■ **What to produce**: Can you return each of the rows below word for word, with no changes at all?
--- BEGIN Given data ---
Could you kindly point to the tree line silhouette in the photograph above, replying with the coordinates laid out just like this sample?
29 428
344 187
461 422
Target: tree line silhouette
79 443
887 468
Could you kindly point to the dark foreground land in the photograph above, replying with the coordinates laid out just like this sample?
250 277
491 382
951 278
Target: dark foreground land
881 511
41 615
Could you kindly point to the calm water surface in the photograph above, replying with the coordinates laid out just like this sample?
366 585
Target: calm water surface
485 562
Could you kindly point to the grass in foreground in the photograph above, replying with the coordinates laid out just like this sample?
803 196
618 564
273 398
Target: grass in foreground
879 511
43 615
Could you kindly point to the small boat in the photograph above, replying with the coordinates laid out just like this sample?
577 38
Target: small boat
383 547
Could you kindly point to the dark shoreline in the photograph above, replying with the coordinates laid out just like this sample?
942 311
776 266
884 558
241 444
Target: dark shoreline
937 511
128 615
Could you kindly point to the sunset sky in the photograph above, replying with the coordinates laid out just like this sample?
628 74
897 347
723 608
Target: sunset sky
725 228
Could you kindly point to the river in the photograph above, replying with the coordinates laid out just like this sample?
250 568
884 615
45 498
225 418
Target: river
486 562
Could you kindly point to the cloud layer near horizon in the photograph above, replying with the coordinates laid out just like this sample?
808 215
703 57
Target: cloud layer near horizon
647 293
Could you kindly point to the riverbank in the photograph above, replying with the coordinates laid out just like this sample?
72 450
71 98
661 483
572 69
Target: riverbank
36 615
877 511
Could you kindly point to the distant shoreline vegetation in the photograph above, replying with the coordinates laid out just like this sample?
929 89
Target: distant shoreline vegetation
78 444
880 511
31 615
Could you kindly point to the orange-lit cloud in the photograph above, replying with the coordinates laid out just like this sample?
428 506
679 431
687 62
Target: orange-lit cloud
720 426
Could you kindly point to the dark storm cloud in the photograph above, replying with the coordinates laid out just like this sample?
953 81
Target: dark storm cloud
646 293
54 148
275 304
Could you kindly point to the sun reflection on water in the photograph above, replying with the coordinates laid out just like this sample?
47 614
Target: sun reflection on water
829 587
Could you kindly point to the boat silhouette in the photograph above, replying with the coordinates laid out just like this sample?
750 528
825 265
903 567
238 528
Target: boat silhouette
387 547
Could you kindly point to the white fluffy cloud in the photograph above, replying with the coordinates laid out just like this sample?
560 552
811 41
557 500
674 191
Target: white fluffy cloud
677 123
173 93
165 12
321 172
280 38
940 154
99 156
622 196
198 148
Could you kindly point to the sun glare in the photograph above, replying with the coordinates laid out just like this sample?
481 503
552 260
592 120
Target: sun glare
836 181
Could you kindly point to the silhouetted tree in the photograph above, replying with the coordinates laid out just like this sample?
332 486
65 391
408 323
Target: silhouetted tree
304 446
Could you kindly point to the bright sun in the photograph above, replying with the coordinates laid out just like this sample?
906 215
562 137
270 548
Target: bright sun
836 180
--- END Given data ---
■ **Task response**:
Could you kindly point to the tree line silhouette in the photograph above, replying with the coordinates laid out just like this sample?
29 428
344 187
461 422
Target: tree line silhouette
79 443
887 468
Could you kindly point to the dark foreground land in the photograph above, replying with the coordinates laid out just like this sample?
250 277
491 382
951 278
Target: dark foreground land
881 511
41 615
Could you kindly point to the calm water surface in the photograph above, replying with the coordinates laid out just like this sample?
366 585
Target: calm water surface
485 562
Could you kindly point to the grass in foreground in the photograph above, replying with the coordinates laid out just like this sample?
803 196
618 564
273 398
Target: grass in foreground
879 511
43 615
Could you kindly point to the small boat in the photograph above, replying with the coordinates laid out just like this sample?
577 38
Target: small boat
383 547
Could you kindly point to the dark shoreline in the photograph above, replying with the coordinates laid out just like this sample?
942 311
776 266
884 558
241 444
Target: dark shoreline
937 511
128 615
Could you kindly point to the sunset sky in the photograph above, replying with the coordinates laid out just like this sample?
628 74
897 347
723 608
Target: sunset sky
725 228
Could you kindly point to the river in the photograph above, replying with the coordinates laid out just like this sample?
250 568
884 615
45 498
225 418
Target: river
486 562
Could you kindly point to the cloud layer near horizon in the photograph above, replying with the coordinates laid out just like this sample?
808 215
703 57
Target: cloud layer near horizon
647 293
Could you kindly point to the riverbank in the photograph above, replying with the coordinates laid out just like this sample?
72 450
71 98
661 483
572 69
Target: riverbank
36 615
877 511
Could you kindly point to the distant shoreline vegetation in the photograph above, replying with the coordinates laid out just like this sample?
929 89
Target: distant shoreline vegetation
78 444
880 511
31 615
Could you kindly point to the orange-lit cloud in the photograph above, replying with the coordinates laid out just like this sample?
428 506
679 431
687 62
Target: orange-lit cloud
720 426
Could you kindly point to the dark storm cloud in the photograph above, replying with the coordinates laid out just like this sample?
953 81
Target: dark storm cloud
646 293
54 148
275 304
Could you kindly point to the sun reflection on water in the photograph above, replying with the coordinates laid out just like this sample?
47 614
Target: sun reflection on water
829 587
Could you kindly point to the boat silhouette in the photograph above, replying with the coordinates laid out just like this sample?
750 528
825 265
903 567
238 528
Target: boat silhouette
387 547
Could you kindly point to the white fluffy cloud in the photograph above, replying with the coordinates laid out just like this sample?
560 552
811 41
557 500
674 191
Target: white fluffy cloud
677 123
173 93
165 12
321 172
280 38
940 154
99 156
622 196
198 148
Could you kindly point to the sun glare in the photograph above, replying with the coordinates laid out just like this sample?
481 503
552 260
592 120
Target: sun glare
836 181
Could you kindly point to the silhouetted tree in the photograph above, replying with the coordinates laid out just like this sample?
332 486
65 391
408 323
Target: silhouetted tree
304 446
Could you kindly point to the bright sun in the photograph above, replying with the coordinates laid out just like this sample?
906 215
562 137
270 548
Target: bright sun
836 180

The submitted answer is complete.